TASK OBJECTIVE. Update the data below, changing every occurrence of "trace" to "outline" and leaving all other text unchanged.

Raw data.
■ ■ ■ ■ ■ ■ ■
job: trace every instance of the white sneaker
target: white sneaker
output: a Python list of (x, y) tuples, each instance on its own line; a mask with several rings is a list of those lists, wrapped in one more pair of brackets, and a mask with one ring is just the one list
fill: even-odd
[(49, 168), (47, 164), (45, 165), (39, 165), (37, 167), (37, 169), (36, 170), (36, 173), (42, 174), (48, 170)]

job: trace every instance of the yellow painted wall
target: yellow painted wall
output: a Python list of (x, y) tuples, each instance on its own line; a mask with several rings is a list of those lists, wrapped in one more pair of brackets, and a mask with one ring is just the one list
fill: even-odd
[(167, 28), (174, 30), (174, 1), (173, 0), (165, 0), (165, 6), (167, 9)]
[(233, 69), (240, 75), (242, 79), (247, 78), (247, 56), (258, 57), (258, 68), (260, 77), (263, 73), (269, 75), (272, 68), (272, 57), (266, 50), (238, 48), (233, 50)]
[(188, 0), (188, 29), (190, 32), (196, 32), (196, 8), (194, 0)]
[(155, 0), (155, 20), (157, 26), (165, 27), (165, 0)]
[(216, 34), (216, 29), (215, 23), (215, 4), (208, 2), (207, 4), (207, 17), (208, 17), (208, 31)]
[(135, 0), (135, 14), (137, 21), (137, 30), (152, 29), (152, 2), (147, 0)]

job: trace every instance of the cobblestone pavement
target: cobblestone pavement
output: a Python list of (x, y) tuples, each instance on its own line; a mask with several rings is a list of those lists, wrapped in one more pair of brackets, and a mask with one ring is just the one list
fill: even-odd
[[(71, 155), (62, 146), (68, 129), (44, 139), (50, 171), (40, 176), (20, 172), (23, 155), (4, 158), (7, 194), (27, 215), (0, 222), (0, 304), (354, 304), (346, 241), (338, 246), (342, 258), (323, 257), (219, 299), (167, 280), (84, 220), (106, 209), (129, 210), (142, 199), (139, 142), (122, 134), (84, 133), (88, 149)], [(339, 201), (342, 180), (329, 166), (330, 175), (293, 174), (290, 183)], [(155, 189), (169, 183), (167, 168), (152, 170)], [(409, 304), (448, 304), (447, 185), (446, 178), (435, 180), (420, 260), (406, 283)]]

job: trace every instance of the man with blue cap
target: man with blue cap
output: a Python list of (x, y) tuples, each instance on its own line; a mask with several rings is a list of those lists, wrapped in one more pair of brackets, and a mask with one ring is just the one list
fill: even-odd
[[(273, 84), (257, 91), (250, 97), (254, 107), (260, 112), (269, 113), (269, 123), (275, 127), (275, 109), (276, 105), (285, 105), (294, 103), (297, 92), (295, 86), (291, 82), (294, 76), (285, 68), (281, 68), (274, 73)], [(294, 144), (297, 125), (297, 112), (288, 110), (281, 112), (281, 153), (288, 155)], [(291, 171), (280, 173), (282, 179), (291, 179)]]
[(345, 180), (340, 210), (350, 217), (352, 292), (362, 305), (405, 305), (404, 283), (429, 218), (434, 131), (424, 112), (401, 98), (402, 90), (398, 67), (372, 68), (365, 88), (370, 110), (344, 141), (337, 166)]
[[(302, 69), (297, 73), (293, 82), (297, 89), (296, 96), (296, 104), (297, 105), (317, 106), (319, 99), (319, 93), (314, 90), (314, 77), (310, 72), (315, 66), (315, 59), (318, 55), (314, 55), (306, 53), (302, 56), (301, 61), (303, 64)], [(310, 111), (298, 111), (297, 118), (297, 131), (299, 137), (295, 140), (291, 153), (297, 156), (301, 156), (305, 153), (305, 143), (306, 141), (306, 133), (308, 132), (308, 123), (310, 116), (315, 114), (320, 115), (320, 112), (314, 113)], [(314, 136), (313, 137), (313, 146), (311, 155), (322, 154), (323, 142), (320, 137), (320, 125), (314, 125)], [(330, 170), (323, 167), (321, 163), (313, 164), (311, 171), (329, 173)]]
■ ■ ■ ■ ■ ■ ■
OUTPUT.
job: outline every instance of the white sneaker
target: white sneaker
output: a Python list of (x, y) tuples, each instance on its own line; a mask with several rings is a list of those lists, wrapped in one more pair of brackets, and a mask with one ring is just the one list
fill: even-odd
[(49, 168), (47, 164), (45, 165), (39, 165), (37, 167), (37, 169), (36, 170), (36, 173), (42, 174), (48, 170)]

job: outline every instance of the yellow painted wall
target: yellow painted wall
output: a Python list of (x, y) tuples, each instance on its own line; a mask with several rings is a list of those lists, wrapped in one more pair of brackets, and a mask with one ring is just the one list
fill: even-odd
[(167, 28), (174, 30), (174, 1), (173, 0), (165, 0), (165, 6), (167, 9)]
[(233, 69), (240, 75), (242, 79), (247, 78), (247, 56), (258, 57), (258, 68), (260, 77), (263, 73), (269, 75), (272, 68), (272, 57), (266, 50), (238, 48), (233, 50)]
[(188, 0), (188, 29), (190, 32), (196, 32), (196, 8), (194, 0)]
[(155, 0), (155, 20), (157, 26), (165, 27), (165, 0)]
[(216, 34), (216, 29), (215, 23), (215, 4), (208, 2), (207, 4), (207, 17), (208, 17), (208, 31)]
[(135, 0), (135, 14), (137, 21), (137, 30), (152, 29), (152, 2), (147, 0)]

job: outline every instance of the cobblestone pavement
target: cobblestone pavement
output: a Python list of (x, y) tuples, each instance on its own line; a mask with several rings is a list of those lists, wrapped in one more pair of brackets, and a mask with one ring is just the one list
fill: even-odd
[[(71, 155), (62, 146), (68, 129), (44, 139), (50, 171), (40, 176), (20, 172), (23, 155), (4, 158), (7, 194), (27, 215), (0, 222), (0, 304), (354, 304), (346, 241), (338, 246), (342, 258), (323, 257), (219, 299), (167, 280), (84, 220), (106, 209), (129, 210), (142, 199), (139, 142), (122, 134), (84, 133), (88, 149)], [(339, 201), (342, 180), (329, 166), (330, 175), (293, 174), (290, 183)], [(155, 189), (169, 183), (167, 168), (152, 170)], [(409, 304), (448, 304), (447, 185), (446, 178), (435, 180), (420, 260), (406, 283)]]

job: outline every instance of the man with blue cap
target: man with blue cap
output: a Python list of (x, y) tuples, each instance on its own line; a mask with several rings is a list of those lists, wrapped in one more pair of brackets, and a mask with one ring is just the one list
fill: even-odd
[[(273, 84), (257, 91), (250, 97), (254, 107), (260, 112), (269, 113), (269, 123), (275, 127), (275, 109), (276, 105), (285, 105), (294, 103), (297, 92), (295, 86), (291, 82), (294, 76), (285, 68), (281, 68), (274, 73)], [(294, 144), (297, 125), (297, 112), (288, 110), (281, 112), (281, 153), (288, 155)], [(291, 171), (280, 173), (282, 179), (291, 179)]]
[(345, 180), (340, 210), (350, 217), (352, 292), (362, 305), (405, 305), (404, 283), (429, 218), (434, 131), (424, 112), (401, 98), (402, 90), (398, 67), (372, 68), (365, 88), (370, 110), (344, 141), (337, 166)]
[[(302, 69), (297, 73), (293, 82), (297, 89), (296, 96), (296, 104), (297, 105), (317, 106), (319, 99), (319, 93), (314, 90), (314, 77), (310, 72), (315, 66), (315, 59), (318, 55), (314, 55), (306, 53), (302, 56), (301, 61), (303, 64)], [(310, 111), (298, 111), (297, 118), (297, 131), (299, 137), (295, 140), (291, 153), (297, 156), (301, 156), (305, 153), (305, 143), (306, 141), (306, 133), (308, 132), (308, 123), (310, 116), (315, 114), (320, 115), (320, 112), (314, 113)], [(314, 136), (313, 137), (313, 146), (311, 155), (322, 154), (323, 142), (320, 137), (320, 125), (314, 125)], [(330, 170), (323, 167), (321, 163), (313, 164), (311, 171), (329, 173)]]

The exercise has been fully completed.